### Selected excerpt
According to the survey, there has been no real change in the percentage of gynecologic oncologists who routinely provide chemotherapy services in their practice (79%) in the 2010 survey compared to 80% in 2005.Those in a group practice (82%) and multi-specialty practice/clinic (82%) are much more likely to administer chemotherapy in their practice than those in an individual practice (55%), the survey showed.
Although 51% of gynecologic oncologists earn revenue from chemotherapy in addition to the E&M code, an overwhelming number of gynecologic oncologists (97%) plan to continue administering chemotherapy in the coming year. The majority of gynecologic oncologists also agree to treat new Medicare and Medicaid chemotherapy patients.
"In revenues and reimbursements for chemotherapy, it's been going down the past 3 or 4 years, and will continue to do so, like all medical reimbursements have been," Orr says. "But these physicians are saying we're in it for the long haul, we will continue to deliver excellent care, in a comprehensive approach for women. It's absolutely the right thing to do."
"These people are really attuned into what they are doing and that they want to contribute to the subspecialty," Orr says of his fellow practitioners. "When you look at the response to the survey, the attendance at our meetings, there are these high percentages because people want to deliver state of the art care."
Orr says he's been in practice more than 28 years, and hasn't looked back. "If I was 22 years old, and God said to me, "What are you going to do with your life? I would do exactly the same thing.

### Information supplied
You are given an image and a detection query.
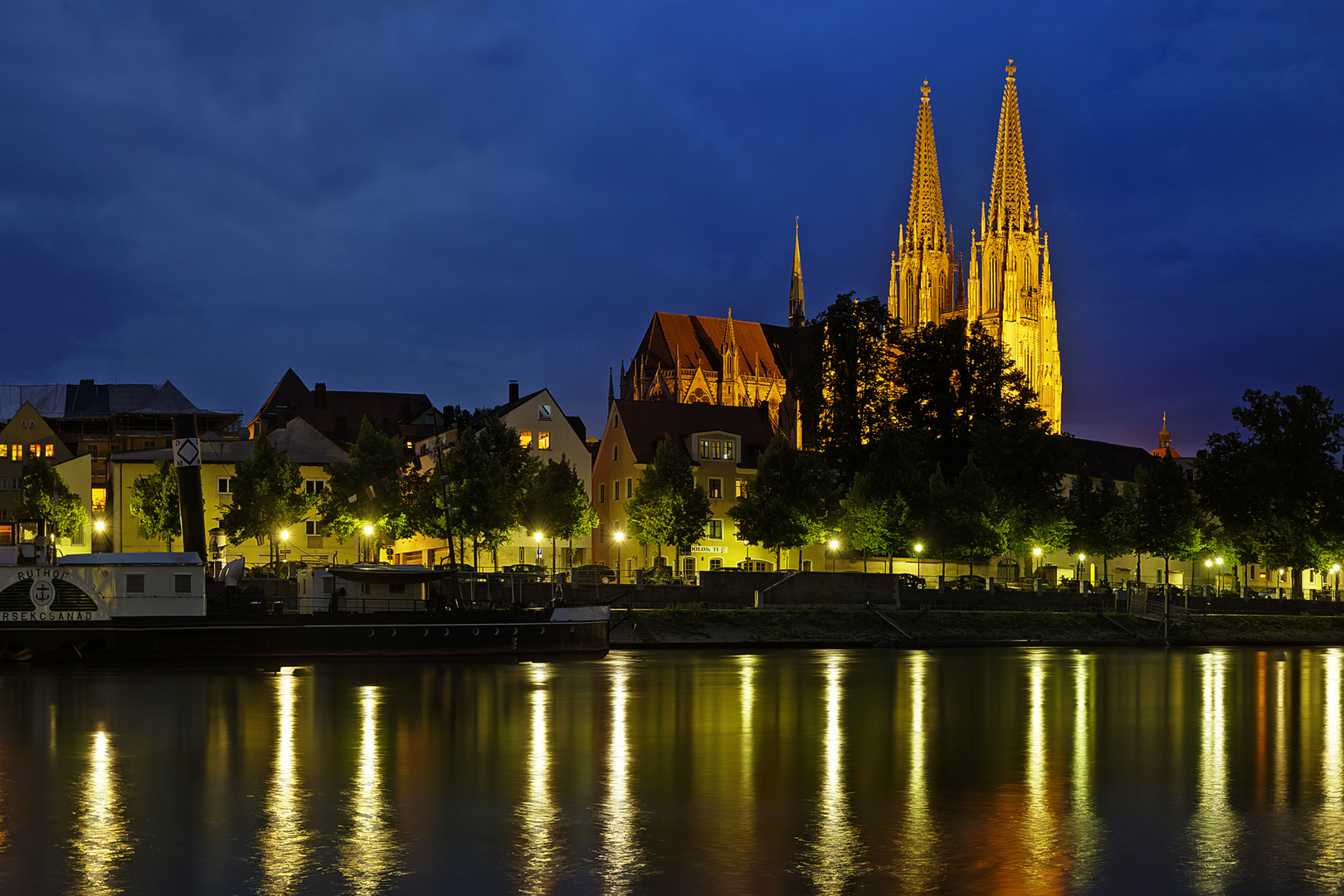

### Required action
In the gynecologic oncology survey text, copy the part starting at "Orr says he's" and ending at "the same thing.", changing "hasn't looked back" to "has no regrets". This material has nothing to do with the text about the gynecologic oncology survey.

### The completed task
Orr says he's been in practice more than 28 years, and has no regrets. "If I was 22 years old, and God said to me, "What are you going to do with your life? I would do exactly the same thing.